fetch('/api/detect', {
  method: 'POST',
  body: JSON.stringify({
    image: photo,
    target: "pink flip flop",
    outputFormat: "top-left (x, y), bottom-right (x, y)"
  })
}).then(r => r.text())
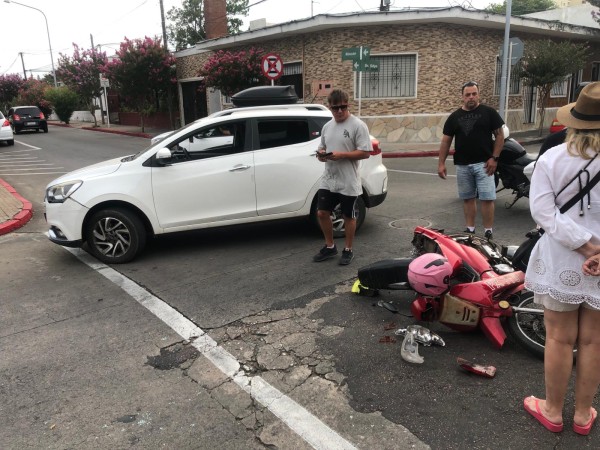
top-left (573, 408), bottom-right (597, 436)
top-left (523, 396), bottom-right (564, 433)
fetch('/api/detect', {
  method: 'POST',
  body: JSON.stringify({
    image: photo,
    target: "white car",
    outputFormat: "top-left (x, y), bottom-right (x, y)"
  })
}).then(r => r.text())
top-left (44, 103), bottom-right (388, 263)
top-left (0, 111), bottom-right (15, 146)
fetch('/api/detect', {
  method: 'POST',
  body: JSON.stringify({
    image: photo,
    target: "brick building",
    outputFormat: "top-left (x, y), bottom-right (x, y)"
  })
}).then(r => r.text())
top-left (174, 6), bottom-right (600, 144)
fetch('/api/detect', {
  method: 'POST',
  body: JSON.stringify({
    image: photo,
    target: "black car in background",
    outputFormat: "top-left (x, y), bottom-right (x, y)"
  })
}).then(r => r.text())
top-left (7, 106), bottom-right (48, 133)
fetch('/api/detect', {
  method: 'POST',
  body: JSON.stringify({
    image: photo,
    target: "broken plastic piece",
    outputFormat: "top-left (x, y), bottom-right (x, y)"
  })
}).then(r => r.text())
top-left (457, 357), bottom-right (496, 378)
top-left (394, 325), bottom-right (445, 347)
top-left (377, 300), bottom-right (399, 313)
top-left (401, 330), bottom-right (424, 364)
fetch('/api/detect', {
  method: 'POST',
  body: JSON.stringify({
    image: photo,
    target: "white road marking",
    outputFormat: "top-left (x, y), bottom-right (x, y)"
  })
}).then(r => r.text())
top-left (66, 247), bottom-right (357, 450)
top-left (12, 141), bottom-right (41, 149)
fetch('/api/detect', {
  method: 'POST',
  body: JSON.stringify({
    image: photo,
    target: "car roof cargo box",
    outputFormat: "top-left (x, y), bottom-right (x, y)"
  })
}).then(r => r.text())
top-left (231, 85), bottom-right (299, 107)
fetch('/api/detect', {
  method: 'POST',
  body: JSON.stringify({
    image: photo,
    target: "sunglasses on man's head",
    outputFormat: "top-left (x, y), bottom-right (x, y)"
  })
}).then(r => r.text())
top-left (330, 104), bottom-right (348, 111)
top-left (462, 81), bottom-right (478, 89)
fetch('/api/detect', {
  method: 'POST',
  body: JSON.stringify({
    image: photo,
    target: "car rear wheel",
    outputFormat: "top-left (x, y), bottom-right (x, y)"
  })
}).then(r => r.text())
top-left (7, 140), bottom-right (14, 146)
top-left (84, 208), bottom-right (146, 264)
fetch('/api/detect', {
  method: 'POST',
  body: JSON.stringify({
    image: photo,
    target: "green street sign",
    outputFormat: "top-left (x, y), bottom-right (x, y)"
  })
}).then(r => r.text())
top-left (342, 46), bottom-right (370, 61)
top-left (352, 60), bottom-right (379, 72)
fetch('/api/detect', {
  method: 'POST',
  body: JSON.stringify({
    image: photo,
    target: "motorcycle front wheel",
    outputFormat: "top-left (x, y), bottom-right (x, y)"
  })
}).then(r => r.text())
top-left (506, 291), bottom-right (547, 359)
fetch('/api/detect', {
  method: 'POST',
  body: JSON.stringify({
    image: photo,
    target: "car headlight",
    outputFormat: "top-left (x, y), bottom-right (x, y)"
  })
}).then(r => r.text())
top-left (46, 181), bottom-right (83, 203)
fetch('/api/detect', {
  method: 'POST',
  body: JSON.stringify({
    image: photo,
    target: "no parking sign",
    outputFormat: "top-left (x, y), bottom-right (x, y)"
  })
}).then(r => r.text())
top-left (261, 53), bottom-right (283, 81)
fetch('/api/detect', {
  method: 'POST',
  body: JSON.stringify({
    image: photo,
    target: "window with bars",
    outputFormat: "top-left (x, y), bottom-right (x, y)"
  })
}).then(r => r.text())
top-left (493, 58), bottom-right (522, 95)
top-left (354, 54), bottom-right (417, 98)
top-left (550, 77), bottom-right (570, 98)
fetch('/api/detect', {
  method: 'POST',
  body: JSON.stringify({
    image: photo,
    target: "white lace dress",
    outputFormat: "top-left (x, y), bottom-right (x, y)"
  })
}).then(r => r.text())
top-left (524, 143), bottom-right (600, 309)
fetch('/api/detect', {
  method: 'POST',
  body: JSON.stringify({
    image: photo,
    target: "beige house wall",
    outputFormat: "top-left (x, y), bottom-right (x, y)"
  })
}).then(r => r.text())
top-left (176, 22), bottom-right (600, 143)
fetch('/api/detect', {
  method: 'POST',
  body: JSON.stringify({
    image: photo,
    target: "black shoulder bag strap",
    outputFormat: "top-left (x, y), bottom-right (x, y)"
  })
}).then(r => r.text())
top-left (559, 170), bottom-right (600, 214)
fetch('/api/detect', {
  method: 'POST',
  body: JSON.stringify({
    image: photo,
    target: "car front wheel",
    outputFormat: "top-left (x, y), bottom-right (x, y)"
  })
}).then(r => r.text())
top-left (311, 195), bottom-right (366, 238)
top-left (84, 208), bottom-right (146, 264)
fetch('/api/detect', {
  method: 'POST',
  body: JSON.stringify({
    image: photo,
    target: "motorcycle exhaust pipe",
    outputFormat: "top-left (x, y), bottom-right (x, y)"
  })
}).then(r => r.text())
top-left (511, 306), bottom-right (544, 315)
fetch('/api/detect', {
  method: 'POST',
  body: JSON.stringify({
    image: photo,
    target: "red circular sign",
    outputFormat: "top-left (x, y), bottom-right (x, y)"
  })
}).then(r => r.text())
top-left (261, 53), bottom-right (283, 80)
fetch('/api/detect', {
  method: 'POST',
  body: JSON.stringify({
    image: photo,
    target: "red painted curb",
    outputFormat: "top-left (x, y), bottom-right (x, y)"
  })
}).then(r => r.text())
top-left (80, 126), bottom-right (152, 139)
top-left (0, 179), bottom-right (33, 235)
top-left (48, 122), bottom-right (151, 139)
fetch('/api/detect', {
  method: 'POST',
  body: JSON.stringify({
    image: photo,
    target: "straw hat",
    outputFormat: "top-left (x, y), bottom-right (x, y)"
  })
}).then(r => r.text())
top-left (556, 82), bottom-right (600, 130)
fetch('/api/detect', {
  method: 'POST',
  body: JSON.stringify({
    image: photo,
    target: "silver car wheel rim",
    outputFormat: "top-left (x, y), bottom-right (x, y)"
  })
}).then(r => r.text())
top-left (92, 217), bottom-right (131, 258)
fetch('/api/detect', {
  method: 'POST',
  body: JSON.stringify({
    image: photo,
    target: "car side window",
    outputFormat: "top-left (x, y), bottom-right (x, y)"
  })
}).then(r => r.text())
- - - - - - -
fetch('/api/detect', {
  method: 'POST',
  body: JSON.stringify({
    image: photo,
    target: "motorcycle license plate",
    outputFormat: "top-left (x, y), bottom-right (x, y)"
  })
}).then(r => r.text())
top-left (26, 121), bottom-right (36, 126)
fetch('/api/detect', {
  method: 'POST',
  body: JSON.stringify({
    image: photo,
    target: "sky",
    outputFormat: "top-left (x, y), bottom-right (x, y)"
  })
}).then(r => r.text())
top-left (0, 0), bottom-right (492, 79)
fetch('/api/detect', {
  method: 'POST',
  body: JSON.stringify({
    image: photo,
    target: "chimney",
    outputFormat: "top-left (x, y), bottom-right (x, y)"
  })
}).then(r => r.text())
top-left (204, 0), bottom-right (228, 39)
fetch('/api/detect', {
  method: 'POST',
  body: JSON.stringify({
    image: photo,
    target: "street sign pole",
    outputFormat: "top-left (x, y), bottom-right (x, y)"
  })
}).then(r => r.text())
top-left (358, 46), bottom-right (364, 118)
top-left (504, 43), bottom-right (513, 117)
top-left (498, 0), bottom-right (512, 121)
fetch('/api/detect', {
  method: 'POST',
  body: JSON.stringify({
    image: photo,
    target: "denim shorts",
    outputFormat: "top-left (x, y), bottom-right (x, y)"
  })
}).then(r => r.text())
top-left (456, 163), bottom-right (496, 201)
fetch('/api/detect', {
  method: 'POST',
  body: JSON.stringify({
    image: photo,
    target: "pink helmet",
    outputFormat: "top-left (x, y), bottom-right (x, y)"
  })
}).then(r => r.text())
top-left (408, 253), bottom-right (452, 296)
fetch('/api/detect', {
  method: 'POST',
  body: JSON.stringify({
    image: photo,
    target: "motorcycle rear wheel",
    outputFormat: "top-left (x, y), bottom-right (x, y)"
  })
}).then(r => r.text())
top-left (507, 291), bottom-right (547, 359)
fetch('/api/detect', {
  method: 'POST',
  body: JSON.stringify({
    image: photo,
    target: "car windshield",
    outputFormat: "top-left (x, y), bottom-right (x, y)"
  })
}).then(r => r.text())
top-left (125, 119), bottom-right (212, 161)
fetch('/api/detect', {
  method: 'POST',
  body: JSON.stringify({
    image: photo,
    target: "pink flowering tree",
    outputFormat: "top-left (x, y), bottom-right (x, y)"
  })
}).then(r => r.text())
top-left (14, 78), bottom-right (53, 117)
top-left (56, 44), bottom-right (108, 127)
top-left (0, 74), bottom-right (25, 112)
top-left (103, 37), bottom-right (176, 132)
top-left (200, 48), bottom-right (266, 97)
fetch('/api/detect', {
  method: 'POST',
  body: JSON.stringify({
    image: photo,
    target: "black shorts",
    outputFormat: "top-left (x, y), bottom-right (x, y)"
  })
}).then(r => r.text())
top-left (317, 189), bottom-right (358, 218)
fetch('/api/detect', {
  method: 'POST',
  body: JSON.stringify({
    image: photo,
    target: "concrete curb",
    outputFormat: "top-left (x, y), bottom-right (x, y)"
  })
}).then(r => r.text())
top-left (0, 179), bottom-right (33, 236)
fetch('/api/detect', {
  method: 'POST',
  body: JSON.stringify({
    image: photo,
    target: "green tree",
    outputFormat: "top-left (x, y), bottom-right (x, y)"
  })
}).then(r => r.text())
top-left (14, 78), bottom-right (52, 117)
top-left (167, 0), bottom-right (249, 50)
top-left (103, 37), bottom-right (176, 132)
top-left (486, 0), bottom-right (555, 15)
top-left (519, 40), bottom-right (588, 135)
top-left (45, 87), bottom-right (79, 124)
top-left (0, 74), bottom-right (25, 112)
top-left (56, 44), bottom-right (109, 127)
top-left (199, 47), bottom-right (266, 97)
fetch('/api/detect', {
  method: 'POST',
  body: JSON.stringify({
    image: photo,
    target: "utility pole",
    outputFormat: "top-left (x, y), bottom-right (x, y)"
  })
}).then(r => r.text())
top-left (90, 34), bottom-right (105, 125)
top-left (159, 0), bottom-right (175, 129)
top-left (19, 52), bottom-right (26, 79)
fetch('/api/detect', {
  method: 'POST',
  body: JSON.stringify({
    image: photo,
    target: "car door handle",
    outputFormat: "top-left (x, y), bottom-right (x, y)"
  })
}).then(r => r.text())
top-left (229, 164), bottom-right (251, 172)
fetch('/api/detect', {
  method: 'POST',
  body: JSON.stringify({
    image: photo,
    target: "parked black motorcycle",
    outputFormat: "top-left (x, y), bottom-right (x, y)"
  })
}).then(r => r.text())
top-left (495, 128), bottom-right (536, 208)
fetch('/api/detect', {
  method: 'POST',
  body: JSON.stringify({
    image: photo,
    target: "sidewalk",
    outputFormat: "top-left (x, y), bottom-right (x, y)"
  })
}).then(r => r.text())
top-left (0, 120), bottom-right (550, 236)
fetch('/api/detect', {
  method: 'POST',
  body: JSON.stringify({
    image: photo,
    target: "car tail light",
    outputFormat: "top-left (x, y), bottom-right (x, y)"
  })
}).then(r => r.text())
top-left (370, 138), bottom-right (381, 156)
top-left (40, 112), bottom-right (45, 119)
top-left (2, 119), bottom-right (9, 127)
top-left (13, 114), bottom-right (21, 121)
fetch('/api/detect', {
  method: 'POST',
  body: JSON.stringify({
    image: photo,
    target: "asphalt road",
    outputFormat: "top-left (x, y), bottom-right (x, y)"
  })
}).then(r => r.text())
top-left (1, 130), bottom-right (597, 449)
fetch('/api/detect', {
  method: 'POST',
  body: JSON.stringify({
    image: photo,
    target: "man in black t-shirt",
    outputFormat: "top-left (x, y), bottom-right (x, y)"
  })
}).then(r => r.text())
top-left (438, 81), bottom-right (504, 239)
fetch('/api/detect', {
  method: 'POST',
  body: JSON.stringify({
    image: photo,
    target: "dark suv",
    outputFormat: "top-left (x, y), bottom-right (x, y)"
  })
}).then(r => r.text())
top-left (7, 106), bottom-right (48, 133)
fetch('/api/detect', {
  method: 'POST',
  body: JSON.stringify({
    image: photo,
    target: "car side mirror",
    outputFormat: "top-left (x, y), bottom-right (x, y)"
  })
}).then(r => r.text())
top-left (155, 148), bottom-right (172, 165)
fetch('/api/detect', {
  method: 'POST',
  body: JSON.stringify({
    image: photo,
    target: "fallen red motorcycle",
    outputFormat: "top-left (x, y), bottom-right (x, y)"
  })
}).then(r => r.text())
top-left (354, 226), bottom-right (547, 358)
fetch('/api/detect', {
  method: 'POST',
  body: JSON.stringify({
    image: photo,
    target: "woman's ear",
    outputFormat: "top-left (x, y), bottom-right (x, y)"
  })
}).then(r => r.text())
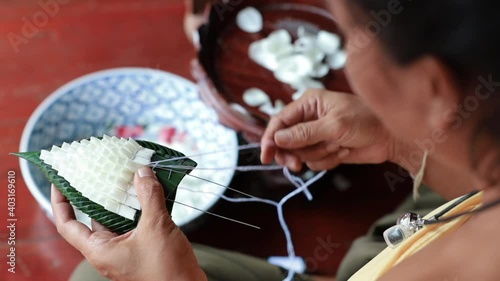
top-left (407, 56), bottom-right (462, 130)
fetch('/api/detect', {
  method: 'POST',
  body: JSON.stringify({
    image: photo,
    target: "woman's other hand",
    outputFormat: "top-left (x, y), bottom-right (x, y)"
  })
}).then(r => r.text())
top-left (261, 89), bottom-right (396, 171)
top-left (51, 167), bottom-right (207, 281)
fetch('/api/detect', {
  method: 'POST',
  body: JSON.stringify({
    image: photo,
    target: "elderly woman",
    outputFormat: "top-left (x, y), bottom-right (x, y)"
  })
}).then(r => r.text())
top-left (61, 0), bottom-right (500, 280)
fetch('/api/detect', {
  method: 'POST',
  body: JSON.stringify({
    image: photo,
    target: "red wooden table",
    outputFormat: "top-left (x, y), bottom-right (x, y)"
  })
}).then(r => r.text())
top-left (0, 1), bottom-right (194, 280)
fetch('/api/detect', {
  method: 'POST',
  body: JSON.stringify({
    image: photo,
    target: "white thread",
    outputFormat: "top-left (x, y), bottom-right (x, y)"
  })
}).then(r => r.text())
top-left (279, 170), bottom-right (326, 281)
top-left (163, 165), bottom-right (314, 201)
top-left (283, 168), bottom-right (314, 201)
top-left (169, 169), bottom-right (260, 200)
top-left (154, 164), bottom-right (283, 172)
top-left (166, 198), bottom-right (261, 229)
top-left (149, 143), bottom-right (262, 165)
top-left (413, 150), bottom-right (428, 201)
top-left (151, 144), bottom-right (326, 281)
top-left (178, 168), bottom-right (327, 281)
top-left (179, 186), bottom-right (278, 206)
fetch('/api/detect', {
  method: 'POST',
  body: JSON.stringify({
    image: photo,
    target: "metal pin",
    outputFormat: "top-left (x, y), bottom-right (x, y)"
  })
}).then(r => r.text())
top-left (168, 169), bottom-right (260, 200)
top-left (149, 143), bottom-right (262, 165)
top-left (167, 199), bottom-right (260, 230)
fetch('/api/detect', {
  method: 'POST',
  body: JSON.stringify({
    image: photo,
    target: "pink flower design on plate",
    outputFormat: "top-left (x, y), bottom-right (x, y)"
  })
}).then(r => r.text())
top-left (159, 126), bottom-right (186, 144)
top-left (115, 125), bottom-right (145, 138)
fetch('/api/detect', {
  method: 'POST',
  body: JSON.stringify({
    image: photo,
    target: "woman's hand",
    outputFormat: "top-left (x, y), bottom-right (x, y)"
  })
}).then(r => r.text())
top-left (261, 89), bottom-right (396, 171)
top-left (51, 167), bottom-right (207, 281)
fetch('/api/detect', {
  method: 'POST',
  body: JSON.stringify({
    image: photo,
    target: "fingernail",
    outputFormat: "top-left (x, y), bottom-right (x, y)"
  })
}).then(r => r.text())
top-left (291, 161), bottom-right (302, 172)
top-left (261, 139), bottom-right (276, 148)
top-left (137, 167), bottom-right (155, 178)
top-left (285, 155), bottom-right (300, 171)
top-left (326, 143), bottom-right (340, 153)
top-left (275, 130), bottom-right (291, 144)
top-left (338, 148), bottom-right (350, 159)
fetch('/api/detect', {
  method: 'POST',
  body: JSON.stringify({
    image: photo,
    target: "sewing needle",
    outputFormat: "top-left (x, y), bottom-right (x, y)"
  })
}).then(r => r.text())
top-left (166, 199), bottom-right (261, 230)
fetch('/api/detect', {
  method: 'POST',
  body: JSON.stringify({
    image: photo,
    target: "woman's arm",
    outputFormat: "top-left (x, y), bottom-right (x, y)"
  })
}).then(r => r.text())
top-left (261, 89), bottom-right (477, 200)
- - - - - - -
The problem — Pull out each line of the records holding the string "wheel".

Output below —
    target: "car rear wheel",
    target: "motorcycle front wheel",
    target: "car front wheel",
    target: "silver car wheel rim",
    target: "motorcycle rear wheel",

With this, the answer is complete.